* [STATED TASK A]:
Update the entries from their first line through the line containing "point(269, 295)", inclusive, replacing "violin bow" with "cello bow" and leaving everything else unchanged.

====== READING PASSAGE ======

RE: match count per shard and across shards

2011-01-31 Thread Chris Hostetter

: Interesting idea. I must investigate if this is a possibility - eg. how often
: will a document be reindexed from one shard to another - this is actually a
: possibility as a consequence of the way we configure our shards :-/
: 
: Thanks for the input! I was still hoping for a way to get that info from
: Solr. The idea is the same: facet the Solr-shard position of each
: document... 

you could configure this field with a 'default' attribute in the 
schema.xml which is differnet per shard and then never worry about it -- 
whatever machine it indexed on it will get that vlaue.

managing the different schema.xml's might be a pain (does system property 
substitution work on schema.xml? i can't remember) but the same thing 
could be done with a simple little UpdateProcessor.


-Hoss


Re: match count per shard and across shards

2011-01-30 Thread csj

Hi,

FYI:
I figured out a solution my self. I wanted a smart way to get the shard
count for a query (how many documents were found in each shard). The "smart"
consisted in having all these counts in just one query using faceting. I was
asking if Solr could help with this, e.g. had some smart info for shards, I
could facet out of the box. But apparently it does not.

But in my situation I can use my knowledge of how the shards are organised.
They are organised chronologically, and I happen to know the date
boundaries. 

My solution is simply to facet those boundaries. In this way I can query
once and include all known shards and have their count for the search. This
may have a performance penalty, but it is at least for now a simple way.

Christian Sonne Jensen
-- 
View this message in context: 
http://lucene.472066.n3.nabble.com/match-count-per-shard-and-across-shards-tp2369627p2385061.html
Sent from the Solr - User mailing list archive at Nabble.com.


RE: match count per shard and across shards

2011-01-30 Thread Upayavira
Brilliant. So obvious.

Upayavira

On Sat, 29 Jan 2011 18:53 -0700, "Bob Sandiford"
 wrote:
> Or - you could add a standard field to each shard, populate with a
> distinct value for each shard, and facet on that field.  Then look at the
> facet counts of the value that corresponds to a shard, and, hey-presto,
> you're done...
> 
> Bob Sandiford | Lead Software Engineer | SirsiDynix
> P: 800.288.8020 X6943 | bob.sandif...@sirsidynix.com
> www.sirsidynix.com 
> 
> 
> > -Original Message-
> > From: Upayavira [mailto:u...@odoko.co.uk]
> > Sent: Saturday, January 29, 2011 6:52 PM
> > To: solr-user@lucene.apache.org
> > Subject: Re: match count per shard and across shards
> > 
> > To my knowledge, the distributed search functionality is intended to be
> > transparent, thus no details deriving from it are exposed (e.g. what
> > docs come from which shard), so, no, I don't believe it to be possible.
> > 
> > The only way I know right now that you could achieve it is by two (sets
> > of) queries. One would be a distributed search across all shards, and
> > the other would be a single hit to every shard. To fake such a facet,
> > this second set of queries would only need to ask for totals, so it
> > could use a rows=0.
> > 
> > Otherwise you'd have to enhance the distributed indexing code to expose
> > some of this information in its response.
> > 
> > Upayavira
> > 
> > On Sat, 29 Jan 2011 03:48 -0800, "csj"

====== INFORMATION SUPPLIED ======

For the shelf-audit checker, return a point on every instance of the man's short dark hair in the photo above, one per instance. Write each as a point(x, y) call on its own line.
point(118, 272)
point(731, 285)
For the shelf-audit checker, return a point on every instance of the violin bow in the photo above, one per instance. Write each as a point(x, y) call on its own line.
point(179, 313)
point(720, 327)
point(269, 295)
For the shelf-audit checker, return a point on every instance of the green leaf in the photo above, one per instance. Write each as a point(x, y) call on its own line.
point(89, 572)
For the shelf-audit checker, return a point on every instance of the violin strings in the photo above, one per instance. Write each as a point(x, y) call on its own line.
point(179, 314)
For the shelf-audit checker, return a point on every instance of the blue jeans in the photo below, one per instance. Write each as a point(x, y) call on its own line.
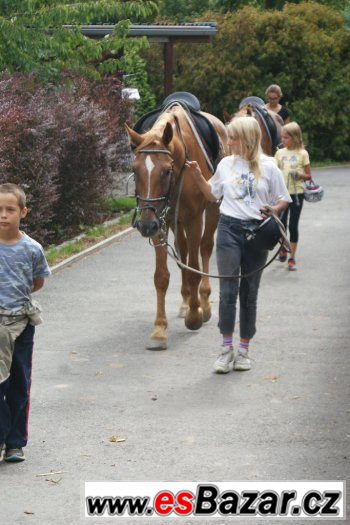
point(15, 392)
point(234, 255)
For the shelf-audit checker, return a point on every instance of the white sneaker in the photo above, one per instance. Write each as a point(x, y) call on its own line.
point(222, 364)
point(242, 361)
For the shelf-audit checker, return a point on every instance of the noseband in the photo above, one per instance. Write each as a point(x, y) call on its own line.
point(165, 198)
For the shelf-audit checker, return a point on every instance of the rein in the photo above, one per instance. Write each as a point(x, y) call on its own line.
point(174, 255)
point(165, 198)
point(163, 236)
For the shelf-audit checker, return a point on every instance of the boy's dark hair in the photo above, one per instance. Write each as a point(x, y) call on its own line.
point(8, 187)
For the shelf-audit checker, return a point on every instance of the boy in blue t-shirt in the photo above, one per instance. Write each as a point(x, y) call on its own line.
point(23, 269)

======

* [STATED TASK B]:
From the Solr mailing-list thread above, return the passage between "2011-01-30 Thread csj" and "it does not.", inclusive, copied word for word.

* [SOLUTION A]:
For the shelf-audit checker, return a point on every instance of the man's short dark hair in the photo above, one per instance. Write each as a point(x, y) call on its own line.
point(118, 272)
point(731, 285)
For the shelf-audit checker, return a point on every instance of the cello bow in the photo above, one per instance. Write each as a point(x, y) call on its own line.
point(179, 313)
point(720, 327)
point(269, 295)

* [SOLUTION B]:
2011-01-30 Thread csj

Hi,

FYI:
I figured out a solution my self. I wanted a smart way to get the shard
count for a query (how many documents were found in each shard). The "smart"
consisted in having all these counts in just one query using faceting. I was
asking if Solr could help with this, e.g. had some smart info for shards, I
could facet out of the box. But apparently it does not.